Trik Sederhana Seharga Tiga Ratus Tujuh Puluh Lima Ribu



Salah satu hikmah silaturahmi adalah memperpanjang rejeki. Silaturahmi yang kumaksudkan di sini bukan dalam konteks agama yang makna sebenarnya menyambung tali persaudaraan antar saudara sekandung (satu rahim) yang terputus melainkan lebih ke pertemanan secara umum.

Salah satu ‘satu rahimku’ adalah komunitas Crafter Depok yang awal berdirinya berasal dari dua ‘kubu’ komunitas Crafter yang punya cukup taring waktu itu (sekitar 2010-an); Indonesian Crafter dan Ibu-ibu Hobi Craft. Persamaan visi dan misi menjadikan kami erat bergandengan hingga kini. Tak peduli media apa yang menjadi ruahan ekspresi seni kami.

Geliat medsos yang makin genit membuat pelaku craft semakin meroyak. Termasuk pelaku-pelaku bisnis handycraft/handmade yang melirik komunitas-komunitas craft sebagai sumber mencari produk-produk bagus berkualitas dan jelas unik. Pun, menjadikan pelaku handmade newbie sebagai pangsa pasar yang prospektif untuk digarap. Ketertarikan crafter kawakan maupun ‘crafter bisnisman’ menjadikan event-event workshop (kursus singkat) mekar bersemi bagai bunga matahari di jam sembilan pagi. Mekar, indah, menarik untuk diikuti. Ayaran Craft, termasuk salah satu pelaku jasa workshop sekitar setahun ini. Meski idenya sendiri sudah berbenih sejak 2008.

> Tugas a: Pilih semua baris pada data di bawah yang memuat kata "positive". Huruf besar dan kecil dibedakan.

> Data Tersedia:
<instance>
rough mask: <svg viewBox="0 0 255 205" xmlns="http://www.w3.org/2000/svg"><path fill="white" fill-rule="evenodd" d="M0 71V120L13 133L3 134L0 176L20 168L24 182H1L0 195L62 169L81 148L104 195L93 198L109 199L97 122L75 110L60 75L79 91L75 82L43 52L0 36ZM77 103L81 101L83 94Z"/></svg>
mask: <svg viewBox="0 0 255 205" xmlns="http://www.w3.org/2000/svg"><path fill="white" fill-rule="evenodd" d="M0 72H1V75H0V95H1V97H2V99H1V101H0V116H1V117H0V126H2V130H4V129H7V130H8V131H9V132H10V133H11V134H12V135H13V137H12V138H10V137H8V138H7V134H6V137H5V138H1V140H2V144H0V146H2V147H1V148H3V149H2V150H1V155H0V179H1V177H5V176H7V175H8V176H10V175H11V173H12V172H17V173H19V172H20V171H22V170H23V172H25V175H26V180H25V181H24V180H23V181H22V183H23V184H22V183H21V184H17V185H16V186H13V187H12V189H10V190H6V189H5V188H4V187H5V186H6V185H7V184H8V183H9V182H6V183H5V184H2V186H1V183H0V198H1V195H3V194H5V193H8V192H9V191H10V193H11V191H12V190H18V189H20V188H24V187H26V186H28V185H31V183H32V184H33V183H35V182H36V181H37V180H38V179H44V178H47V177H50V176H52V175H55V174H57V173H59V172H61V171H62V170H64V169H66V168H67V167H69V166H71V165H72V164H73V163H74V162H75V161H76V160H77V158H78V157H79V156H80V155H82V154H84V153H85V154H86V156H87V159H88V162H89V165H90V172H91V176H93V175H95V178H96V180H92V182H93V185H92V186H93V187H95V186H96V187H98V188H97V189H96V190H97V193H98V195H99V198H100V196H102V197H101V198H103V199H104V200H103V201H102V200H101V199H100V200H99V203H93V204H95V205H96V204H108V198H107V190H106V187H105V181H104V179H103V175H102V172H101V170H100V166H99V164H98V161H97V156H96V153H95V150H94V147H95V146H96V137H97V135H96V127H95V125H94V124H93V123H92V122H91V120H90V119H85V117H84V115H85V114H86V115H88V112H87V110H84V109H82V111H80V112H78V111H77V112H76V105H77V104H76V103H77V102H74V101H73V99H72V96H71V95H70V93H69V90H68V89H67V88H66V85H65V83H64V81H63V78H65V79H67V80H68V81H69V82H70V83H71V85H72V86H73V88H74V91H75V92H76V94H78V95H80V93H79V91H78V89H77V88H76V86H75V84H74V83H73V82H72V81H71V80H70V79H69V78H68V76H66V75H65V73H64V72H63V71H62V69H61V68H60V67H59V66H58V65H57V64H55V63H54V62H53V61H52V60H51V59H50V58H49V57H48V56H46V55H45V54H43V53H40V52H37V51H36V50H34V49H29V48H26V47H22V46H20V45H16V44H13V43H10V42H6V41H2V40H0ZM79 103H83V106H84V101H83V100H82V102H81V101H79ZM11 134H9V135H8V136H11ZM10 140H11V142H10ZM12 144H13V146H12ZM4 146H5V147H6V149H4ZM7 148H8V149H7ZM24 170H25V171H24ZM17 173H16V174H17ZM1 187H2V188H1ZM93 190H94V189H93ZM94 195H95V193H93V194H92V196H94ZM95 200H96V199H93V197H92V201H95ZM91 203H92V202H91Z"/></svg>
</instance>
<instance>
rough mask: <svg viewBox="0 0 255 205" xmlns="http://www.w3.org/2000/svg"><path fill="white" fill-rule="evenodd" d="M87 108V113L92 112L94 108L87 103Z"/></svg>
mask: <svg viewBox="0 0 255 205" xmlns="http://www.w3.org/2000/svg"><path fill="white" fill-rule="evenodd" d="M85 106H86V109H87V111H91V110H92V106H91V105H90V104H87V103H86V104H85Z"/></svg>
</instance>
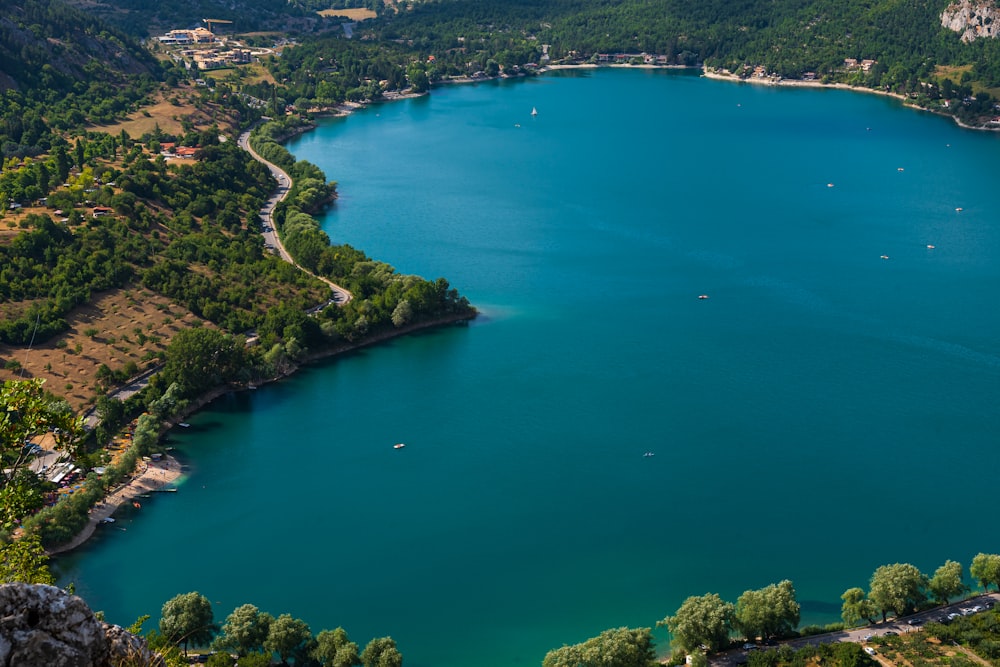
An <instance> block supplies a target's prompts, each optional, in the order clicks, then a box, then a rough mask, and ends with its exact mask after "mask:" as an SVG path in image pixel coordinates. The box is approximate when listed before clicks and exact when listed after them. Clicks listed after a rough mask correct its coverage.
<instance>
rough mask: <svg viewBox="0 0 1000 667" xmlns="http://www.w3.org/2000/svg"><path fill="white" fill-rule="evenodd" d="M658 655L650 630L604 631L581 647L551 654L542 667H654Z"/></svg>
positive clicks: (640, 628)
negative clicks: (611, 666)
mask: <svg viewBox="0 0 1000 667" xmlns="http://www.w3.org/2000/svg"><path fill="white" fill-rule="evenodd" d="M656 664H657V662H656V652H655V650H654V644H653V638H652V635H651V634H650V629H649V628H638V629H631V628H617V629H615V630H605V631H604V632H602V633H601V634H600V635H599V636H597V637H594V638H593V639H588V640H587V641H585V642H583V643H582V644H575V645H573V646H564V647H562V648H560V649H556V650H554V651H549V652H548V654H546V656H545V659H544V660H543V661H542V666H543V667H600V666H602V665H612V666H614V667H652V665H656Z"/></svg>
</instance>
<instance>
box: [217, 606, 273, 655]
mask: <svg viewBox="0 0 1000 667" xmlns="http://www.w3.org/2000/svg"><path fill="white" fill-rule="evenodd" d="M273 620H274V619H273V618H272V616H271V615H270V614H268V613H267V612H261V611H260V610H259V609H257V607H255V606H254V605H252V604H244V605H241V606H239V607H237V608H236V609H234V610H233V613H231V614H229V616H227V617H226V622H225V623H223V624H222V629H221V631H220V632H221V634H220V635H219V636H218V637H217V638H216V639H215V642H214V643H213V644H212V646H213V647H214V648H216V649H220V650H227V651H235V652H236V654H237V655H239V656H244V655H246V654H247V653H251V652H253V651H260V650H262V649H263V648H264V641H265V640H266V639H267V636H268V633H269V632H270V629H271V622H272V621H273Z"/></svg>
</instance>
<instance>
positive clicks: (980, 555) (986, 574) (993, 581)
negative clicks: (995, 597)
mask: <svg viewBox="0 0 1000 667" xmlns="http://www.w3.org/2000/svg"><path fill="white" fill-rule="evenodd" d="M969 573H970V574H971V575H972V576H973V577H974V578H975V579H976V580H978V581H979V585H980V586H982V587H983V588H985V589H988V588H989V586H990V584H993V585H994V586H996V587H997V590H998V591H1000V554H984V553H980V554H976V557H975V558H973V559H972V566H971V567H970V568H969Z"/></svg>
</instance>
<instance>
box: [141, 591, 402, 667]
mask: <svg viewBox="0 0 1000 667" xmlns="http://www.w3.org/2000/svg"><path fill="white" fill-rule="evenodd" d="M159 634H160V635H161V636H163V637H165V638H166V639H167V640H168V641H169V642H171V643H173V644H175V645H183V646H184V652H185V655H187V646H188V644H191V645H192V646H208V645H209V643H211V646H212V648H213V649H214V650H216V651H220V652H219V653H215V654H213V655H212V657H211V660H210V662H209V664H211V665H215V666H217V667H233V665H234V664H236V663H237V662H238V663H239V664H240V665H253V664H260V665H265V666H266V665H270V664H271V660H272V657H273V656H277V657H278V659H279V660H281V663H282V664H285V665H287V664H289V663H291V664H295V665H304V666H313V667H360V666H361V665H364V667H400V665H402V664H403V656H402V654H401V653H400V652H399V649H398V648H397V647H396V643H395V642H394V641H393V640H392V638H391V637H378V638H375V639H372V640H371V641H370V642H369V643H368V644H367V645H366V646H365V648H364V650H363V651H361V652H360V653H359V652H358V645H357V644H355V643H354V642H352V641H351V639H350V637H348V635H347V632H346V631H345V630H344V629H343V628H337V629H335V630H323V631H321V632H320V633H319V634H317V635H316V636H315V637H314V636H313V634H312V630H310V629H309V625H308V624H306V622H305V621H303V620H301V619H298V618H294V617H293V616H291V615H290V614H281V615H280V616H278V617H277V618H275V617H274V616H272V615H271V614H268V613H267V612H261V611H260V610H259V609H257V607H255V606H254V605H252V604H244V605H241V606H239V607H237V608H236V609H234V610H233V612H232V613H231V614H229V616H227V617H226V620H225V622H224V623H223V624H222V626H221V628H220V627H219V626H218V624H217V623H216V622H215V620H214V616H213V612H212V604H211V603H210V602H209V601H208V599H207V598H206V597H205V596H204V595H201V594H200V593H197V592H192V593H183V594H181V595H177V596H175V597H173V598H171V599H170V600H168V601H167V602H166V603H165V604H164V605H163V610H162V612H161V620H160V633H159ZM213 637H215V639H214V640H213V639H212V638H213ZM229 651H232V652H234V653H235V654H236V657H235V658H234V657H233V656H232V655H230V653H229Z"/></svg>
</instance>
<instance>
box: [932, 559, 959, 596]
mask: <svg viewBox="0 0 1000 667" xmlns="http://www.w3.org/2000/svg"><path fill="white" fill-rule="evenodd" d="M927 590H929V591H930V594H931V596H932V597H933V598H934V600H935V601H937V603H938V604H948V600H950V599H951V598H955V597H959V596H961V595H964V594H965V593H966V592H967V591H968V590H969V587H968V586H966V585H965V582H964V581H962V565H961V563H956V562H955V561H953V560H947V561H945V563H944V565H942V566H941V567H939V568H938V569H937V570H935V571H934V576H933V577H931V580H930V582H929V583H928V584H927Z"/></svg>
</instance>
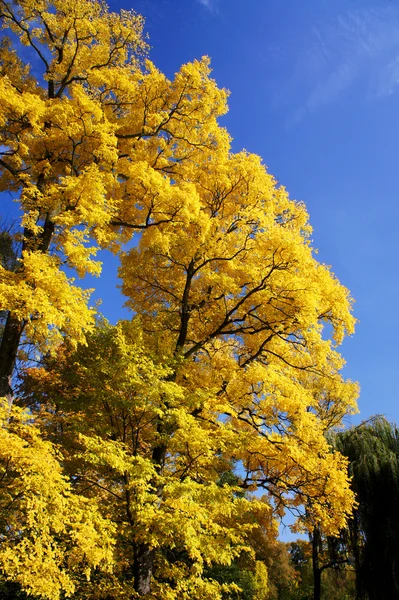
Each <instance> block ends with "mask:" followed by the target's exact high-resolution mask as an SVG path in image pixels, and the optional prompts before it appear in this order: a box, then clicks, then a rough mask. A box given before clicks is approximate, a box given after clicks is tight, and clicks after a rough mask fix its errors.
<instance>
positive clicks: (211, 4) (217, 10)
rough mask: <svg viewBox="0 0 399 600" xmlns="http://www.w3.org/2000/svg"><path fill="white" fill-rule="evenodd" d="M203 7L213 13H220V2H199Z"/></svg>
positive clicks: (210, 1) (199, 1) (198, 1)
mask: <svg viewBox="0 0 399 600" xmlns="http://www.w3.org/2000/svg"><path fill="white" fill-rule="evenodd" d="M197 1H198V2H199V3H200V4H202V6H204V7H205V8H206V9H207V10H209V11H210V12H212V13H216V12H217V11H218V0H197Z"/></svg>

> Tugas b: Salin ulang seluruh teks tentang komunitas crafter di atas tanpa mengubah apa pun.

> Jawaban Tertulis a:
positive clicks: (640, 628)
positive clicks: (980, 555) (986, 574) (993, 581)
positive clicks: (211, 4) (217, 10)
positive clicks: (210, 1) (199, 1) (198, 1)

> Jawaban Tertulis b:
Trik Sederhana Seharga Tiga Ratus Tujuh Puluh Lima Ribu



Salah satu hikmah silaturahmi adalah memperpanjang rejeki. Silaturahmi yang kumaksudkan di sini bukan dalam konteks agama yang makna sebenarnya menyambung tali persaudaraan antar saudara sekandung (satu rahim) yang terputus melainkan lebih ke pertemanan secara umum.

Salah satu ‘satu rahimku’ adalah komunitas Crafter Depok yang awal berdirinya berasal dari dua ‘kubu’ komunitas Crafter yang punya cukup taring waktu itu (sekitar 2010-an); Indonesian Crafter dan Ibu-ibu Hobi Craft. Persamaan visi dan misi menjadikan kami erat bergandengan hingga kini. Tak peduli media apa yang menjadi ruahan ekspresi seni kami.

Geliat medsos yang makin genit membuat pelaku craft semakin meroyak. Termasuk pelaku-pelaku bisnis handycraft/handmade yang melirik komunitas-komunitas craft sebagai sumber mencari produk-produk bagus berkualitas dan jelas unik. Pun, menjadikan pelaku handmade newbie sebagai pangsa pasar yang prospektif untuk digarap. Ketertarikan crafter kawakan maupun ‘crafter bisnisman’ menjadikan event-event workshop (kursus singkat) mekar bersemi bagai bunga matahari di jam sembilan pagi. Mekar, indah, menarik untuk diikuti. Ayaran Craft, termasuk salah satu pelaku jasa workshop sekitar setahun ini. Meski idenya sendiri sudah berbenih sejak 2008.